Nun zu meinen Fragen:
- Ich nehme an, das ich den Nachweis der Sportfischerprüfung mitbringen muss (oder geht es auch ohne, wegen dem Hinweis im Fischereischein?).  - Gibt es eine zentrale Verwaltungsstelle wo man den nachträglich nochmals bekommen kann, oder ist das 25 Jahre später nicht mehr möglich??  ... aber bei Verlust müsste man doch irgendwo nachfragen können?...

Wie erwähnt, alles bezieht sich auf Niedersachsen...

Vielen Dank im voraus für Eure Hilfe... Ich möchte schliesslich schnell wieder ans Wasser   Da ich viel auf Geschäftsreisen bin wäre eine erneute Prüfung für mich sehr viel Aufwand...

Mit lieben Grüßen

Jörg Brandt


----------



## saver432 (17. April 2006)

*AW: Nachweis der Sportfischerprüfung verloren*

mann kann sich vom nachweis der sportfischerprüfung eine zweitschrift austellen lassen!  und zwar dort wo du die prüfung abgelegt hast!!!


----------



## C.K. (17. April 2006)

*AW: Nachweis der Sportfischerprüfung verloren*

Gegen eine Bearbeitungsgebühr stellt Dir die untere Fischereibehörde ein neues Prüfungszeugniss aus. Das geht relativ schnell und unbürokratisch.


----------



## Ullov Löns (17. April 2006)

*AW: Nachweis der Sportfischerprüfung verloren*

Der Hinweis in deinem Fischereischein müsste reichen. Der nds. Fischereischein ist ja ein behördlich ausgestelltes Dokument. Mir ist das auch passiert, nach irgendeinem Umzug war der Schein weg. Ich habe dann den Vorsitzenden meines ehemaligen Vereins angerufen und ihm in etwa das Jahr mitgeteilt in dem ich die Prüfung gemacht habe. Zwei Wochen später hatte ich dann die Zweitschrift.

Uli


----------



## esox_105 (17. April 2006)

*AW: Nachweis der Sportfischerprüfung verloren*

Da der amtliche Fischereischein ja vorhanden ist, sollte es eigentlich keine Probleme geben. Des weiteren hast Du ja auch noch deinen Sportfischerpass, worin sich ebenfalls der Vermerk über die abgelegte Sportfischerprüfung befindet.

Nimm einfach mal Kontakt mit dem Vorstand des zukünftigen Vereines auf, und erkläre dort deinen Sachverhalt, denn von dort solltest Du eine genaue Antwort auf Deine Fragen bekommen können.


----------



## perchcatcher (17. April 2006)

*AW: Nachweis der Sportfischerprüfung verloren*

Ich bin momentan im Fischereiverien Schaumburg-Lippe, ich kann ja mal nachfragen.

(Einträge zur Markierung von Positionen in Bildern)
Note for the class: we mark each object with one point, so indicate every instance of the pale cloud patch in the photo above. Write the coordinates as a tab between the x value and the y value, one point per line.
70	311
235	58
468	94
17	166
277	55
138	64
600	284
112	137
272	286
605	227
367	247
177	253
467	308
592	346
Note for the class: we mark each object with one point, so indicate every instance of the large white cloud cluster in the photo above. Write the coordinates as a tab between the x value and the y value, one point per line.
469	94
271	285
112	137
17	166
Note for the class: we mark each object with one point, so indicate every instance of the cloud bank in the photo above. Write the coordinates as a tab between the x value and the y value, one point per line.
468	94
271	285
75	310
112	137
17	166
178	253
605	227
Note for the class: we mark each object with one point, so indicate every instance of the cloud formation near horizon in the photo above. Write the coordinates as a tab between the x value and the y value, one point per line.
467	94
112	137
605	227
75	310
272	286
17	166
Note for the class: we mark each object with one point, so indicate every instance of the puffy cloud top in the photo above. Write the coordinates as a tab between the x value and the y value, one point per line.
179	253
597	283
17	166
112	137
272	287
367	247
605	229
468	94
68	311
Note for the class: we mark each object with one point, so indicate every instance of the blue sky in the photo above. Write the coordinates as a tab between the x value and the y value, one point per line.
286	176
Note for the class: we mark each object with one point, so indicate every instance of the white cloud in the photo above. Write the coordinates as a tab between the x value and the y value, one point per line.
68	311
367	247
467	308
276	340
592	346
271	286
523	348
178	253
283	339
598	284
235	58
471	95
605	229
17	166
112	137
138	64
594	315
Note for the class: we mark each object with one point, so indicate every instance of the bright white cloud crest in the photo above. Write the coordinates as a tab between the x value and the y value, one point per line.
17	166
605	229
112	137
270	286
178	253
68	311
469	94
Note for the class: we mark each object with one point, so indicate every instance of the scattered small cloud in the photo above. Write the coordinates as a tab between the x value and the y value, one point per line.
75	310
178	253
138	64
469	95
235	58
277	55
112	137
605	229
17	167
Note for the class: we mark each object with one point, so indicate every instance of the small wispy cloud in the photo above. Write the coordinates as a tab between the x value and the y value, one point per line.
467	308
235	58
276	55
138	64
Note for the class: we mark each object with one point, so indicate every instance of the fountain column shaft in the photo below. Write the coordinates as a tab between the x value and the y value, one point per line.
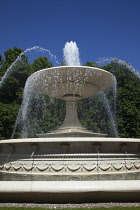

__DEINE AUFGABEN__.
a) Welche Stelle stellt laut dem Forumsverlauf zum verlorenen Prüfungsnachweis gegen eine Bearbeitungsgebühr ein neues Prüfungszeugnis aus?
b) Suche bitte jede Zeile der Einträge heraus, in der die Zeichenfolge „cloud“ vorkommt, und gib diese Zeilen unverändert wieder.

__DIE ANTWORTEN__.
a) Die untere Fischereibehörde.

b)
Note for the class: we mark each object with one point, so indicate every instance of the pale cloud patch in the photo above. Write the coordinates as a tab between the x value and the y value, one point per line.
Note for the class: we mark each object with one point, so indicate every instance of the large white cloud cluster in the photo above. Write the coordinates as a tab between the x value and the y value, one point per line.
Note for the class: we mark each object with one point, so indicate every instance of the cloud bank in the photo above. Write the coordinates as a tab between the x value and the y value, one point per line.
Note for the class: we mark each object with one point, so indicate every instance of the cloud formation near horizon in the photo above. Write the coordinates as a tab between the x value and the y value, one point per line.
Note for the class: we mark each object with one point, so indicate every instance of the puffy cloud top in the photo above. Write the coordinates as a tab between the x value and the y value, one point per line.
Note for the class: we mark each object with one point, so indicate every instance of the white cloud in the photo above. Write the coordinates as a tab between the x value and the y value, one point per line.
Note for the class: we mark each object with one point, so indicate every instance of the bright white cloud crest in the photo above. Write the coordinates as a tab between the x value and the y value, one point per line.
Note for the class: we mark each object with one point, so indicate every instance of the scattered small cloud in the photo above. Write the coordinates as a tab between the x value and the y value, one point per line.
Note for the class: we mark each object with one point, so indicate every instance of the small wispy cloud in the photo above. Write the coordinates as a tab between the x value and the y value, one point per line.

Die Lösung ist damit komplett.